Written request 1 - Filter the entries below and copy every line that contains the string "foliage".

Provided passage -

Categories
Cryptography Cryptography (Incomprehensible)

Unbalanced Oil and Vinegar, Part I

Introduction

While there are many schemes discussed in the currently ongoing second onramp for PQC signatures, Unbalanced Oil and Vinegar (UOV) is both one of the most serious contenders and also an extremely curious scheme. In this three part blog series, we will take a closer look.

In a previous blog post, I looked at how to recover an UOV public key from loads of valid signatures. That blog post very intentionally left out a lot of details about the actual scheme, like why it is believed to be secure, or how the private key actually works.

It belongs to a larger family of multivariate schemes, which is most famous for having most of their members broken, with paper titles ranging from the rather dry “Cryptanalysis of the oil and vinegar signature scheme” to the very memeable “Breaking Rainbow Takes a Weekend on a Laptop“. Interestingly enough, for a field with this many broken schemes, Unbalanced Oil and Vinegar has so far stood the test of time. In this first part, we will try to understand why the underlying hard problem, multivariate quadratic equations, is hard.

What solves polynomial equations

If you want to cut this blog post short, you can just read the last section, about why the problem is NP-complete. It is independent from the rest of the blog post, and I think slightly easier to understand. Doing so however, misses out on building some deeper understanding of what it means to solve systems of polynomial equations.

If you attended any form of primary eduction, you have probably learned the formula for “solving” quadratic equations, ax^2 + bx + c = 0 is \frac{-b\pm\sqrt{b^2-4ac}}{2a}. In fact, in German high school, we called this formula the “midnight formula” on account that you should be able to recite it without hesitation if your math teacher wakes you up at midnight and asks you how to solve quadratic equations. This approach is called “solving by radicals”. It solves a polynomial equation by expressing the roots of the polynomial with field operations and a special function \sqrt[n]{a}, which returns the single positive real solution of X^n - a = 0.

However, a problem soon starts occurring with this idea, without even making our polynomials multivariate (i.e. univariate, i.e. with a single variable): It does not work. While there are formulas for degree three and degree four univariate polynomial equations, with a thrilling history involving lots of drama and zero-knowledge proofs, there is, for a history equally steeped in very different drama, but without zero-knowledge proofs, no formula for quintic polynomials. As in, there is provably no way of solving a quintic polynomial equation with just the use of field operations and radicals over the rational numbers. (There also isn’t a way to do this over finite field, but for entirely different reasons, funnily also relating back to the same Galois guy).

If you take a step back, this is not super surprising. After all, the way I presented it above, all a radical means is assuming that you already have a way to solve an entirely different polynomial equation, and then making it weird by introducing such ill-defined concepts like the real numbers (yuck).

So what do we (as in algebraists) mean by solving a (univariate) polynomial equation? Well first we need to distinguish between reducible and irreducible polynomials. If the polynomial is reducible, than factoring it will give you new polynomials, and each solution of any factor is a solution of the original polynomial. If the polynomial is irreducible however, we just, sorta, do nothing, and just assume that x is a solution, and try to express things with respect to that solution.

Records of labeled boxes:
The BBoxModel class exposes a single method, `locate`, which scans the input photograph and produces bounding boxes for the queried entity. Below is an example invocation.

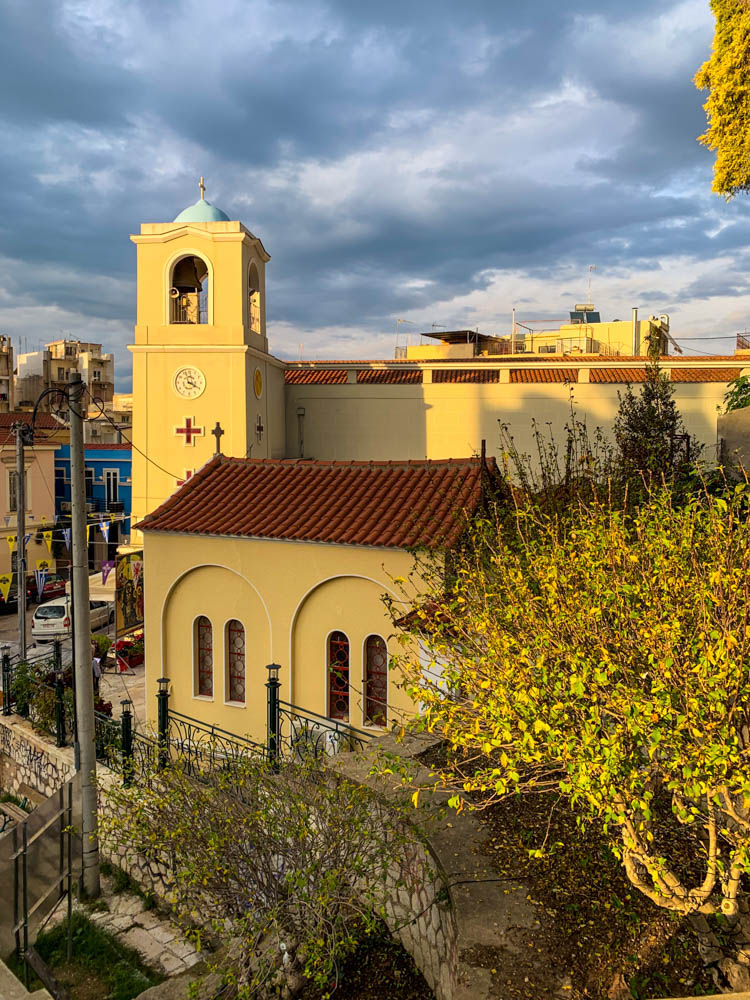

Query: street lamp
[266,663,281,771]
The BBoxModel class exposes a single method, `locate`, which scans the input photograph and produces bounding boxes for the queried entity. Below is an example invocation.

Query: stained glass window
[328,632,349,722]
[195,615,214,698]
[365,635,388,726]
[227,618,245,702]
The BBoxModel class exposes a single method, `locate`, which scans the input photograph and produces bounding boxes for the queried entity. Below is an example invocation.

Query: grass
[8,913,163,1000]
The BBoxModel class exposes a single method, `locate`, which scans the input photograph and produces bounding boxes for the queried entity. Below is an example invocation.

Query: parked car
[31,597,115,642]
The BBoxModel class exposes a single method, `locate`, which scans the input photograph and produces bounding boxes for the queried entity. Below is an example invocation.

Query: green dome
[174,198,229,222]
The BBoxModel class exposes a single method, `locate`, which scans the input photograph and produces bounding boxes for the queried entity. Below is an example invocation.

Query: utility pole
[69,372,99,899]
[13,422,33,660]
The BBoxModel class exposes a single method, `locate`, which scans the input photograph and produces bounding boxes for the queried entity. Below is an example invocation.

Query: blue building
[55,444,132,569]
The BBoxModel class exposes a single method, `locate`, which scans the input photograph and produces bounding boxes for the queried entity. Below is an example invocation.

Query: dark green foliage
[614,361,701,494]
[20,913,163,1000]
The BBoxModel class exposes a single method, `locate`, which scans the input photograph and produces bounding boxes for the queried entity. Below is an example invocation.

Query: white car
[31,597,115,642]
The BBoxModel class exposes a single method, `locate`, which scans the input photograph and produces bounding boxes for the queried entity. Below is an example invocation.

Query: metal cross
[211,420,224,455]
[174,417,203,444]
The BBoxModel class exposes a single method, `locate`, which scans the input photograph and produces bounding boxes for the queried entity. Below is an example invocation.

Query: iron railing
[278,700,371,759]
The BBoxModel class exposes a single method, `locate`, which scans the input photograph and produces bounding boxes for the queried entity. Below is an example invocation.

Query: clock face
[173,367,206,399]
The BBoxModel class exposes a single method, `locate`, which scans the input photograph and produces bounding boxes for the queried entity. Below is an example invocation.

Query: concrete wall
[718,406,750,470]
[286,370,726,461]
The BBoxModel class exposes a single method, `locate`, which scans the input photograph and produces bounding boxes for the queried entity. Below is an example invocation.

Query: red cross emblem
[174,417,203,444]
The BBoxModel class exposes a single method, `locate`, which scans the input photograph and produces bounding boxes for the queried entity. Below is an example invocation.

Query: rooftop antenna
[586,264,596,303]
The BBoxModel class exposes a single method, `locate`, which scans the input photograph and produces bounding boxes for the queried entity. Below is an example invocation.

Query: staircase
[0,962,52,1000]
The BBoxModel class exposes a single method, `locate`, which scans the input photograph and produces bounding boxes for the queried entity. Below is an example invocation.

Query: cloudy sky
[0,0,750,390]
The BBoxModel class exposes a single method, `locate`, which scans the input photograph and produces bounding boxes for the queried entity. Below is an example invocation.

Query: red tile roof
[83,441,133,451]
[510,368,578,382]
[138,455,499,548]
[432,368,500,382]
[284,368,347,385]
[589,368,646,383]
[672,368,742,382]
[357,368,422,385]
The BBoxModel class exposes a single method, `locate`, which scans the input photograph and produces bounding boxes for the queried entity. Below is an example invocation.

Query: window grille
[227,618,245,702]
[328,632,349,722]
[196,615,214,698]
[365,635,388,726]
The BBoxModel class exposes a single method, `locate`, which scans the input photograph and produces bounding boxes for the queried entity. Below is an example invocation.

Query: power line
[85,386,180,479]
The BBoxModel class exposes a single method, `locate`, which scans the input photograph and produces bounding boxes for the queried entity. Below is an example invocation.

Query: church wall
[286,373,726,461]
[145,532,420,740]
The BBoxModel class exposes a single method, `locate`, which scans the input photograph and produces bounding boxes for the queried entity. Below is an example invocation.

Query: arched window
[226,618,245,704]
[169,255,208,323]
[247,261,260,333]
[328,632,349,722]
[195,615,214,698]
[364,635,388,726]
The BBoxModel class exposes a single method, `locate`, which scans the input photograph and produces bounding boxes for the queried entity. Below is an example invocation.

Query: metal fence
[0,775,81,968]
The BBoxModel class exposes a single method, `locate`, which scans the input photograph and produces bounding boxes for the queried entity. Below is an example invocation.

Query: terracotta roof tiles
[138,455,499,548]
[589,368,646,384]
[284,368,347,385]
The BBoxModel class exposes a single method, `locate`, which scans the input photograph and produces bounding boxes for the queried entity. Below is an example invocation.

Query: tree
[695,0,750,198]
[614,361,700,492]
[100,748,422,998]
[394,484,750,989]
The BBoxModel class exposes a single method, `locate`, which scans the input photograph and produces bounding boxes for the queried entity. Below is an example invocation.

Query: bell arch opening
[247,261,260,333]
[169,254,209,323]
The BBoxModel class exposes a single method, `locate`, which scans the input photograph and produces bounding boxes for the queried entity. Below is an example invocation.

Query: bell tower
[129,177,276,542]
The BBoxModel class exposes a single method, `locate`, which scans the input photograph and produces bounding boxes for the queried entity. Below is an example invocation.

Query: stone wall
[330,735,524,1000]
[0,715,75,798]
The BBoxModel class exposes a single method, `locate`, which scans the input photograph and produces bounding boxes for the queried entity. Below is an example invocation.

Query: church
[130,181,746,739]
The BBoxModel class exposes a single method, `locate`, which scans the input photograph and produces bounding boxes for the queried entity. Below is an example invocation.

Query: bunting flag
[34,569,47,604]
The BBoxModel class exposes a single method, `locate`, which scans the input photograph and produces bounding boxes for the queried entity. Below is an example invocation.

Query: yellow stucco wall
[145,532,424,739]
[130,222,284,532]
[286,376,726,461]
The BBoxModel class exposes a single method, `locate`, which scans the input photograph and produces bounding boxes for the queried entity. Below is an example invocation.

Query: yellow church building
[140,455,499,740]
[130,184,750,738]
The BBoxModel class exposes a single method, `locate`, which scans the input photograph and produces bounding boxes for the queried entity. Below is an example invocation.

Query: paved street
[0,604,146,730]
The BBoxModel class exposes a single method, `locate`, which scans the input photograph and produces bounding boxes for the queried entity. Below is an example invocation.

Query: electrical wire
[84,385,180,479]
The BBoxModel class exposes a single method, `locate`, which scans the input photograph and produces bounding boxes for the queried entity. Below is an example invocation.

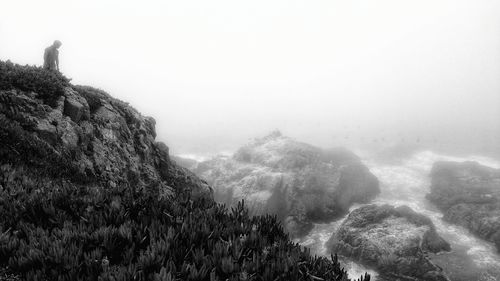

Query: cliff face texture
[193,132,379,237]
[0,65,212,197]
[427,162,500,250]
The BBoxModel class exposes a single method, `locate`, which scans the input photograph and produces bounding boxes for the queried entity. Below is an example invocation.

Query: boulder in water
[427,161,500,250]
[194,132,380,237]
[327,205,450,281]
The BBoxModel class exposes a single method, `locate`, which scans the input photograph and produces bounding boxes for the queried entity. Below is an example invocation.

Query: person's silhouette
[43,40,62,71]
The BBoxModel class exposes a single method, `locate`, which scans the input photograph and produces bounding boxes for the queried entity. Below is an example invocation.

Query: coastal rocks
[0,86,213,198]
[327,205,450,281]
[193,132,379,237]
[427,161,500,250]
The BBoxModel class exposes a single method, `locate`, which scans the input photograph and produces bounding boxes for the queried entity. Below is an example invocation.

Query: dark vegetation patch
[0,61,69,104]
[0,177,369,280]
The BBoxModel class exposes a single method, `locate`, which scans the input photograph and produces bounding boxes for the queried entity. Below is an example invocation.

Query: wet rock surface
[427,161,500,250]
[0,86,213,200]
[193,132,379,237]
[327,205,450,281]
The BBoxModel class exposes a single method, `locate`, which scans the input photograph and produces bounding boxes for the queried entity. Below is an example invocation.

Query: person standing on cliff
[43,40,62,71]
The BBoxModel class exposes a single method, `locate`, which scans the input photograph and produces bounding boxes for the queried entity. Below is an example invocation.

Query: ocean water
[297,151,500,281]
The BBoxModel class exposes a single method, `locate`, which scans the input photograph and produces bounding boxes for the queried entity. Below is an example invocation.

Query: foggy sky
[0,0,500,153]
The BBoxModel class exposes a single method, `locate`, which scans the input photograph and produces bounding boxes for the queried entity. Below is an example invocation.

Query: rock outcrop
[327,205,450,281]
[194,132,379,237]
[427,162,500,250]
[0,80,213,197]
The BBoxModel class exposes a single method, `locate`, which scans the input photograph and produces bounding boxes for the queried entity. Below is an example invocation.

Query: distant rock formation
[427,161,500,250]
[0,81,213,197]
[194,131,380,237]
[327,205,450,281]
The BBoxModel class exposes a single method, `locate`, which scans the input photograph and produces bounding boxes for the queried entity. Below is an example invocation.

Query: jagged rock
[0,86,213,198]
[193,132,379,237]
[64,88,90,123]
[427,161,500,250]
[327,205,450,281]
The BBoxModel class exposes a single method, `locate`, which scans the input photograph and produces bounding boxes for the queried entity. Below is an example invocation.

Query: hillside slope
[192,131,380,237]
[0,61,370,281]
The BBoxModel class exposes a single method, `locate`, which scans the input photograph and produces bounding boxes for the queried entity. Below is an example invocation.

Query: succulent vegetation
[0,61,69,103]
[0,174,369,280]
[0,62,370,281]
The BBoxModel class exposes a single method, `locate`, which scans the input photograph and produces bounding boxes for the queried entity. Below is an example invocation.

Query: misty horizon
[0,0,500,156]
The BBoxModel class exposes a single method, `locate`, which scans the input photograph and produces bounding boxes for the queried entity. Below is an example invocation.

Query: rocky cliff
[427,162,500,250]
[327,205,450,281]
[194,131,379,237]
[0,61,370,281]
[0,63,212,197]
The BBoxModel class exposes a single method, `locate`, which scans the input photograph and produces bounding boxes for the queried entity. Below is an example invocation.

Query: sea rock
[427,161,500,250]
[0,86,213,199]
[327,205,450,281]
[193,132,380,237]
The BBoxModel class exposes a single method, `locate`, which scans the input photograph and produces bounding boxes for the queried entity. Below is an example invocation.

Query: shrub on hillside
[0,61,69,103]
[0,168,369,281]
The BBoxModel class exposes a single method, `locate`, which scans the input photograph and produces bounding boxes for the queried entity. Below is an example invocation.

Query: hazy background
---
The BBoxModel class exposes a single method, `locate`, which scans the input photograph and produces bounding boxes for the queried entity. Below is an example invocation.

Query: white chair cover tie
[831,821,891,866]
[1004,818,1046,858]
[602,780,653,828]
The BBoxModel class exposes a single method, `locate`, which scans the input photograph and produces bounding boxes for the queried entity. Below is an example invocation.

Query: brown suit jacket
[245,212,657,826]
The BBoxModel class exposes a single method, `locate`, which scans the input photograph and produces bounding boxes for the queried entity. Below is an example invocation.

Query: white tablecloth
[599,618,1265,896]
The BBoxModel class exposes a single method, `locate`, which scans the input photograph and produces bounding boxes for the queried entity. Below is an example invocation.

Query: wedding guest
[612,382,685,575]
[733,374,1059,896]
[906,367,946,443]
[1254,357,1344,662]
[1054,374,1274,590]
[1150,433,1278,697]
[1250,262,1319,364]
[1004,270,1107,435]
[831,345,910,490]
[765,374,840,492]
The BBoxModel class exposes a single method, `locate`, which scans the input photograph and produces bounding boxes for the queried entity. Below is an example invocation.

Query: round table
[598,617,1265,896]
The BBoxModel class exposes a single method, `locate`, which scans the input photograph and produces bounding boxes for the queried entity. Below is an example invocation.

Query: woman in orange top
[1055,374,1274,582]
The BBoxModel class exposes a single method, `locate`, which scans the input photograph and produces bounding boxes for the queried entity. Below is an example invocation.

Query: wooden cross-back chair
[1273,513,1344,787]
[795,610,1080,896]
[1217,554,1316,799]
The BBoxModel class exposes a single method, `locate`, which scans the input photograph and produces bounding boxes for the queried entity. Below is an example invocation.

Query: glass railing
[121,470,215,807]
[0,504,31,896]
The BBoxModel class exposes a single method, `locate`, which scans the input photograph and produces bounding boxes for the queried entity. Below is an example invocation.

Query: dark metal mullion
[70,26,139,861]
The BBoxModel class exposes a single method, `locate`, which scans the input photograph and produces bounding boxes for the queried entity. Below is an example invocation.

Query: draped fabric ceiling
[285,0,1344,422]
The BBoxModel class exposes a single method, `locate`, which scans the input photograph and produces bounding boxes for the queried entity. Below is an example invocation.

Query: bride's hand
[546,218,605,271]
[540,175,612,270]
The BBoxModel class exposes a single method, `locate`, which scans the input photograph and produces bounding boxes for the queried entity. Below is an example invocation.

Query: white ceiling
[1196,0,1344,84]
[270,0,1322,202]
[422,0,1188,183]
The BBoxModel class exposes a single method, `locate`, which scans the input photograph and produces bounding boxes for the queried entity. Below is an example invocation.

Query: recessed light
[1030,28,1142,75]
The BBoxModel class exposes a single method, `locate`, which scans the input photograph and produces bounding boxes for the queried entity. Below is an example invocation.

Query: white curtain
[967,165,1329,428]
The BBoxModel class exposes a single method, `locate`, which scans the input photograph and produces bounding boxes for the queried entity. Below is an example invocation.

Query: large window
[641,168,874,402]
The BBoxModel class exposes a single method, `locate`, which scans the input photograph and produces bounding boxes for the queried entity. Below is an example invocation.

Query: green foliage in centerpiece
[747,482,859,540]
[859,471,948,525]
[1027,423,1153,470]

Written request 2 -
Answer these questions about the blog post on Unbalanced Oil and Vinegar above:
(a) How many parts does the blog series have?
(b) Which paper title does the post call very memeable?
(c) What name was the quadratic formula given in German high school?

Exercise answer 1 -
Query: dark green foliage
Query: green foliage in centerpiece

Exercise answer 2 -
(a) Three.
(b) "Breaking Rainbow Takes a Weekend on a Laptop"
(c) The "midnight formula."